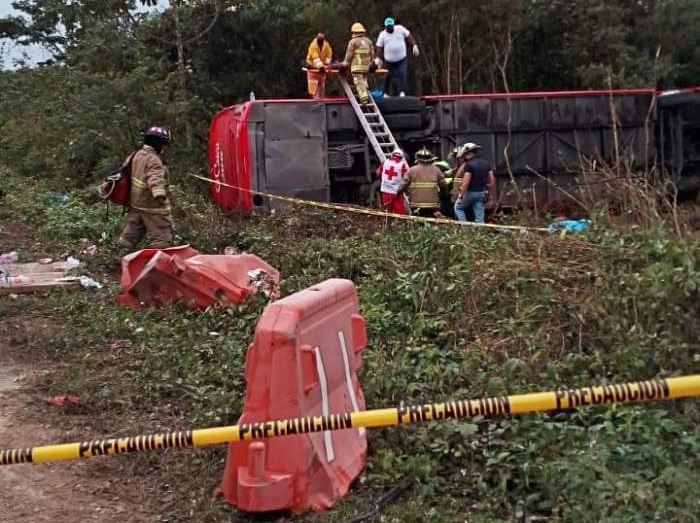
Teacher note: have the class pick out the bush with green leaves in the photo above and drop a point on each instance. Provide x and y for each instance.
(450, 314)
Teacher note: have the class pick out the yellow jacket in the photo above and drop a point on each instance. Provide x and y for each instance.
(316, 57)
(149, 180)
(359, 54)
(423, 182)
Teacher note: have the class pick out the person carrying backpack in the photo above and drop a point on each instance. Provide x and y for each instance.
(149, 205)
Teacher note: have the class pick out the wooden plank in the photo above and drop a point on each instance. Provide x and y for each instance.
(41, 278)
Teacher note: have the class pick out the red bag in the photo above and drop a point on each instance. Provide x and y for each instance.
(117, 185)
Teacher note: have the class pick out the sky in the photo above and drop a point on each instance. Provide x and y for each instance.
(33, 54)
(9, 52)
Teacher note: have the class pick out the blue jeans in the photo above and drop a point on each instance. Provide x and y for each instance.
(459, 211)
(475, 200)
(398, 72)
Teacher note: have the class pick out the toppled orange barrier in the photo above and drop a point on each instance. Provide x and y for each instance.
(181, 274)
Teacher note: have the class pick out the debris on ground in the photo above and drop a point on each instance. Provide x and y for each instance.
(89, 283)
(7, 258)
(23, 278)
(62, 400)
(156, 277)
(568, 226)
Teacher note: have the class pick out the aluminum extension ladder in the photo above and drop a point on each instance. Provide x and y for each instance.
(376, 129)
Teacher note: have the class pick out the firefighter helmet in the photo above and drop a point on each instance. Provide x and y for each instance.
(424, 155)
(468, 148)
(159, 131)
(442, 165)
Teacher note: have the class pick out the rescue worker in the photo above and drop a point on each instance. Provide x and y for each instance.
(358, 57)
(391, 49)
(445, 207)
(149, 210)
(423, 183)
(318, 63)
(458, 177)
(392, 172)
(479, 181)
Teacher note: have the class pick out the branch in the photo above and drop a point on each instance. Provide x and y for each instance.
(218, 4)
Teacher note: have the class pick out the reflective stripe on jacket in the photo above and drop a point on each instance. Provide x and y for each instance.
(457, 183)
(316, 57)
(149, 180)
(359, 54)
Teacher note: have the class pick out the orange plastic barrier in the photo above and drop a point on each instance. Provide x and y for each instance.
(156, 277)
(304, 361)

_Challenge_:
Could you copy the listing word for word, from the line with "Teacher note: have the class pick out the rescue" through the last line of the listing?

_Exercise response_:
Teacher note: have the class pick out the rescue worker in the photo above and drop a point on each instance. Provide x and y for each instance.
(358, 57)
(391, 49)
(445, 207)
(149, 210)
(423, 183)
(318, 63)
(458, 177)
(392, 172)
(479, 181)
Teacher note: have the class pick out the branch in the photo above and drop a point on each instance. Provide x and y for each instance.
(218, 4)
Teacher note: have the class pick out the reflective stripe on jacket in the photo above and drop a point on each instance. Provide x and y for each instance.
(457, 183)
(316, 57)
(149, 180)
(359, 54)
Teacher note: have the class pick out the orange plastic barrier in the photo above and drop a point on each instance. Provide x and y for each instance.
(156, 277)
(304, 361)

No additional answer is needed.